§ What is expected
Arrange the lines below as a Markdown table with a Row column for the row number and a Line column for the line itself. Skip blank lines and leave the pictures out.

§ Materials provided
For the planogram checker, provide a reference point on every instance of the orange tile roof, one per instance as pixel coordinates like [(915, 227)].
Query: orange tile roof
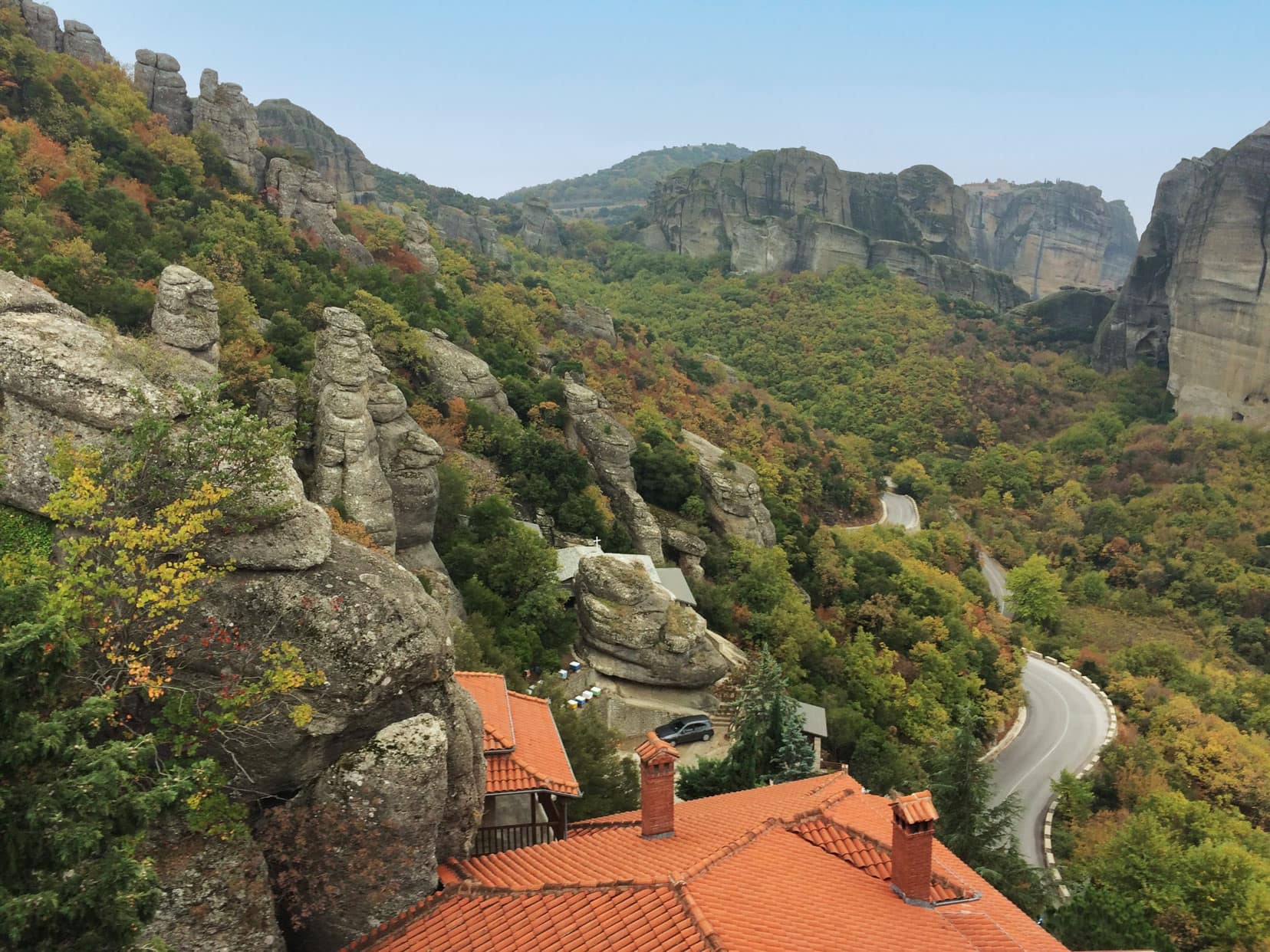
[(794, 866), (495, 710), (524, 750), (916, 808)]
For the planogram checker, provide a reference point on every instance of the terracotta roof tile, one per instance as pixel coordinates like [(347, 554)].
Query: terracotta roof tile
[(491, 694), (795, 866), (916, 808), (524, 750)]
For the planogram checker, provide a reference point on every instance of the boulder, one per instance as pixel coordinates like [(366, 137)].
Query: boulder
[(410, 796), (302, 195), (540, 228), (460, 373), (479, 231), (186, 315), (734, 503), (42, 25), (347, 468), (232, 118), (158, 77), (337, 159), (609, 447), (216, 891), (1138, 325), (83, 44), (588, 321), (630, 627)]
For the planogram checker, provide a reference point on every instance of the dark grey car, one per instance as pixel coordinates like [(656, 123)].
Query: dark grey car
[(681, 730)]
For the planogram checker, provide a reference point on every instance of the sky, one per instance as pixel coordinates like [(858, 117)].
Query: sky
[(489, 97)]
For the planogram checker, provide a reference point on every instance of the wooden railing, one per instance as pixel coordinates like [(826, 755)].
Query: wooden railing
[(497, 839)]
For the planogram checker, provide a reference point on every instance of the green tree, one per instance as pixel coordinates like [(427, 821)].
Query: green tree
[(1035, 593)]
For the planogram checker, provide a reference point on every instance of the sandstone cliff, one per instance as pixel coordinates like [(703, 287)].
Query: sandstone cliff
[(1140, 321), (1196, 298), (389, 712), (337, 159), (794, 210), (1051, 234)]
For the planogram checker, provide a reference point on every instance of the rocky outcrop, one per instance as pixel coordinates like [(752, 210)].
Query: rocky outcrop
[(1066, 319), (83, 44), (689, 550), (588, 321), (300, 193), (630, 627), (418, 236), (216, 891), (460, 373), (540, 228), (232, 118), (734, 503), (1138, 325), (347, 470), (609, 447), (794, 210), (186, 315), (158, 77), (337, 159), (476, 230), (1051, 234), (390, 796)]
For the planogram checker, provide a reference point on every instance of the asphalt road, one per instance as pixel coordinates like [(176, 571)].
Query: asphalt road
[(1066, 727), (900, 510)]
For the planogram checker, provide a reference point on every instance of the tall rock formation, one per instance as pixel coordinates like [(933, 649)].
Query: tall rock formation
[(158, 77), (734, 503), (609, 448), (300, 193), (1048, 235), (457, 373), (630, 627), (228, 113), (794, 210), (1140, 321), (337, 159), (1196, 296)]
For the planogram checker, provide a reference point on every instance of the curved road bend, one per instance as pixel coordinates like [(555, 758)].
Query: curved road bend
[(1066, 727)]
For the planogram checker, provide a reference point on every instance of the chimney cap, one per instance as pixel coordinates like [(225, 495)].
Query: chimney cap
[(915, 809), (656, 750)]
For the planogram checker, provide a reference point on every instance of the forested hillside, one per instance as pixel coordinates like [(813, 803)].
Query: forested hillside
[(1144, 535)]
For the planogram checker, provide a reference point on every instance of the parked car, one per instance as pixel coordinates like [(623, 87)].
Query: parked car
[(681, 730)]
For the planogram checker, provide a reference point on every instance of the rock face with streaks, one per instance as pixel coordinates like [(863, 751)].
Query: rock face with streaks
[(232, 118), (794, 210), (540, 228), (302, 195), (609, 447), (337, 159), (734, 503), (158, 77), (1138, 327), (1051, 234), (630, 627), (460, 373), (1196, 296)]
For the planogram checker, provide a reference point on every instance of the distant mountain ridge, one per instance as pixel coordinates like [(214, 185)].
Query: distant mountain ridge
[(630, 180)]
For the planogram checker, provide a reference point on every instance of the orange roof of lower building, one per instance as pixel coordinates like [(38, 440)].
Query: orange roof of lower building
[(794, 866), (524, 750)]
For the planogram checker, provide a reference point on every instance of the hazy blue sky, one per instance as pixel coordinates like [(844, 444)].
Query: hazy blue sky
[(487, 97)]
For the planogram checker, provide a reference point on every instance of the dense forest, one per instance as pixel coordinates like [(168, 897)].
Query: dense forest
[(1143, 535)]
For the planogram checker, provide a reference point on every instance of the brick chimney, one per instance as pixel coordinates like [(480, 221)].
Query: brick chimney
[(656, 786), (912, 837)]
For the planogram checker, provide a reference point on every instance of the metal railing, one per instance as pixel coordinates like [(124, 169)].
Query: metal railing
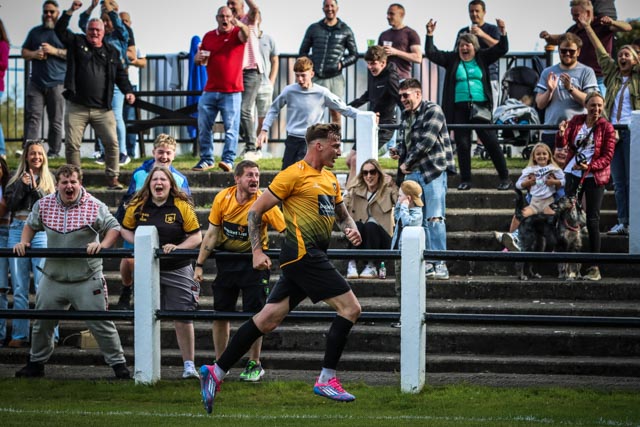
[(170, 73)]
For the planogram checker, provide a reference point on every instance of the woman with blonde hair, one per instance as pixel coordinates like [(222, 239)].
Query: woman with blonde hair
[(31, 181), (622, 80)]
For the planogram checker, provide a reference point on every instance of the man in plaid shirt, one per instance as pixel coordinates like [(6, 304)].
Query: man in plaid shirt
[(425, 155)]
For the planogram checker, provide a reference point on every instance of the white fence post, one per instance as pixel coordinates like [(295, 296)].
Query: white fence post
[(146, 326), (634, 185), (413, 334), (367, 134)]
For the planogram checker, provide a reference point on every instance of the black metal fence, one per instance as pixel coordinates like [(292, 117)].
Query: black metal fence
[(170, 73)]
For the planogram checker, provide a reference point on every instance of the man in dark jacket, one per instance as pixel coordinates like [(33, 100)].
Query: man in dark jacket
[(381, 94), (93, 67), (325, 43)]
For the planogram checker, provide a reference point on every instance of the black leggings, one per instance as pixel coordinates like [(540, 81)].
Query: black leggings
[(463, 145), (593, 194)]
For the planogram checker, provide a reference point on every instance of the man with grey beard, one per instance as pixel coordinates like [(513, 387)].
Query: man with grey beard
[(44, 90)]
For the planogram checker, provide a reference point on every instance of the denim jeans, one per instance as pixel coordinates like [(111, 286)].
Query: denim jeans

§ Result
| Row | Line |
|---|---|
| 1 | For the planogram checker, provide a reference point on every instance of the orange tile roof, one per instance as pixel coordinates like [(915, 227)]. |
| 2 | Query: orange tile roof |
| 3 | [(794, 866), (495, 710), (524, 750), (916, 808)] |
| 4 | For the planogram checker, provide a reference point on every instance of the terracotta roof tile, one per instance as pixel coordinates like [(347, 554)]. |
| 5 | Query: terracotta roof tile |
| 6 | [(491, 694), (795, 866), (916, 808), (524, 750)] |
| 7 | For the planogram checker, provide a reference point on every instance of the boulder, one per instance as pixel coordinates like [(366, 137)]. |
| 8 | Query: boulder |
| 9 | [(410, 796), (302, 195), (540, 228), (460, 373), (479, 231), (186, 315), (734, 503), (42, 25), (347, 468), (232, 118), (158, 77), (337, 159), (609, 447), (216, 891), (1138, 325), (83, 44), (588, 321), (630, 627)] |
| 10 | For the planogram checker, provide a reference point on every instance of the dark grey car, one per instance as pixel coordinates like [(656, 123)]. |
| 11 | Query: dark grey car |
| 12 | [(681, 730)] |
| 13 | For the planogram checker, provide a reference point on every instance of the sky, one per instance as pixel coordinates like [(858, 117)]. |
| 14 | Query: sky |
| 15 | [(489, 97)] |
| 16 | For the planogram checker, provide a reference point on every instance of the wooden railing, one per instance as pixel coordinates like [(826, 755)]. |
| 17 | Query: wooden railing |
| 18 | [(497, 839)] |
| 19 | For the planogram checker, provide a reference point on every instance of the green tree, one per instance as pixel coordinates like [(427, 821)]. |
| 20 | Query: green tree |
| 21 | [(1035, 593)] |
| 22 | For the planogram checker, provide a reference point on every instance of the sandstone cliff, one per instance as pixel coordinates like [(703, 287)]. |
| 23 | Query: sandstone cliff |
| 24 | [(1140, 321), (1196, 298), (389, 712), (337, 159), (794, 210), (1051, 234)] |
| 25 | For the planogram checker, provide a reference point on every instance of the rocky outcrop, one per instance as pixel coordinates like [(752, 210)]. |
| 26 | Query: rocky outcrop |
| 27 | [(1066, 319), (83, 44), (689, 550), (588, 321), (300, 193), (630, 627), (418, 236), (216, 891), (460, 373), (540, 228), (232, 118), (734, 503), (1138, 325), (347, 470), (609, 447), (794, 210), (186, 315), (158, 77), (337, 159), (476, 230), (1051, 234), (390, 796)] |
| 28 | For the planogram checker, provide a reference point on every instance of the asphalt road, one per instance as pixel coordinates like [(176, 571)]. |
| 29 | Query: asphalt road |
| 30 | [(1066, 727), (900, 510)] |
| 31 | For the planogram checker, provide a reference point on every instance of the tall rock formation, one per instance as pixel coordinates like [(933, 649)]. |
| 32 | Query: tall rock formation |
| 33 | [(158, 77), (734, 503), (609, 448), (300, 193), (1048, 235), (457, 373), (630, 627), (228, 113), (794, 210), (1140, 321), (337, 159), (1196, 296)] |
| 34 | For the planogram checker, provide a reference point on every instance of the curved road bend, one per instance as pixel coordinates like [(555, 758)]. |
| 35 | Query: curved road bend |
| 36 | [(1066, 727)] |
| 37 | For the planogram checker, provide a reference point on every instance of the chimney cap, one per instance as pixel coordinates like [(225, 495)]. |
| 38 | Query: chimney cap |
| 39 | [(915, 809), (656, 750)] |
| 40 | For the planogram checker, provide a reference point on every instance of the forested hillside, one per instance as pixel coordinates like [(813, 803)]. |
| 41 | Query: forested hillside |
| 42 | [(1144, 535)] |
| 43 | For the planogram checker, provide a reference point on every instance of the parked car, one per instance as pixel coordinates like [(623, 87)]. |
| 44 | Query: parked car |
| 45 | [(681, 730)] |
| 46 | For the planogram checker, provide a reference point on every instance of the rock face with streaks, one per instance as pixel coordinates like [(863, 751)]. |
| 47 | Query: rock face with streaks |
| 48 | [(232, 118), (794, 210), (540, 228), (302, 195), (609, 447), (337, 159), (734, 503), (158, 77), (1138, 327), (1051, 234), (630, 627), (460, 373), (1196, 296)] |
| 49 | For the planogram checker, provide a reference point on every instance of the distant mountain ridge, one per instance as pixel coordinates like [(214, 185)]. |
| 50 | Query: distant mountain ridge |
| 51 | [(630, 180)] |
| 52 | For the planogram checker, provide a reference point on every instance of the orange roof of lower building, one per instance as pixel coordinates like [(38, 440)]. |
| 53 | Query: orange roof of lower building |
| 54 | [(794, 866), (524, 750)] |
| 55 | For the planogram checker, provide a reference point on every instance of the hazy blue sky, one per instance as pixel coordinates like [(844, 444)]. |
| 56 | Query: hazy blue sky |
| 57 | [(487, 97)] |
| 58 | For the planogram checker, provide a reference point on every instance of the dense forest, one per instance as pixel coordinates like [(168, 897)]. |
| 59 | Query: dense forest |
| 60 | [(1143, 535)] |
| 61 | For the planogram checker, provide a reference point on every instance of the brick chimney, one per instance as pixel coordinates like [(480, 221)]. |
| 62 | Query: brick chimney |
| 63 | [(656, 786), (912, 837)] |
| 64 | For the planogram checker, provide a reference point on every instance of the metal railing, one per instance as pixel coordinates like [(124, 169)]. |
| 65 | Query: metal railing |
| 66 | [(170, 73)] |
| 67 | For the planogram checker, provide a reference point on every instance of the woman with blonde hair, one per instance as pixel coordinates like [(222, 239)]. |
| 68 | Query: woman with blonde hair |
| 69 | [(31, 181), (622, 80)] |
| 70 | For the planogram checker, provide a reference point on every instance of the man in plaid shirt, one per instance as pixel coordinates like [(6, 304)]. |
| 71 | Query: man in plaid shirt |
| 72 | [(425, 155)] |
| 73 | For the planogram checker, provide a reference point on every instance of the white fence post, one per instance as pixel coordinates like [(295, 296)]. |
| 74 | Query: white fence post |
| 75 | [(146, 326), (634, 185), (413, 334), (367, 134)] |
| 76 | For the planogram checker, provide a reference point on every instance of the black metal fence, one per instance as pixel coordinates like [(292, 117)]. |
| 77 | Query: black metal fence |
| 78 | [(170, 73)] |
| 79 | For the planogram checker, provide a reference point on every instance of the man in dark jacket, one per instance as pixel coordinates like [(33, 100)]. |
| 80 | Query: man in dark jacket |
| 81 | [(381, 94), (93, 67), (325, 43)] |
| 82 | For the planogram checker, provide a reference point on every instance of the black leggings, one per instance as pixel coordinates like [(540, 81)]. |
| 83 | Query: black leggings |
| 84 | [(463, 145), (593, 194)] |
| 85 | For the planogram checker, provide a reference point on every instance of the man with grey beard, one per instance as pixel coordinates like [(513, 387)]. |
| 86 | Query: man with grey beard |
| 87 | [(44, 90)] |
| 88 | For the planogram checker, provide a reference point on every instance of the denim jeans, one per instance as pixel coordinates like [(111, 286)]. |
| 89 | Query: denim jeans |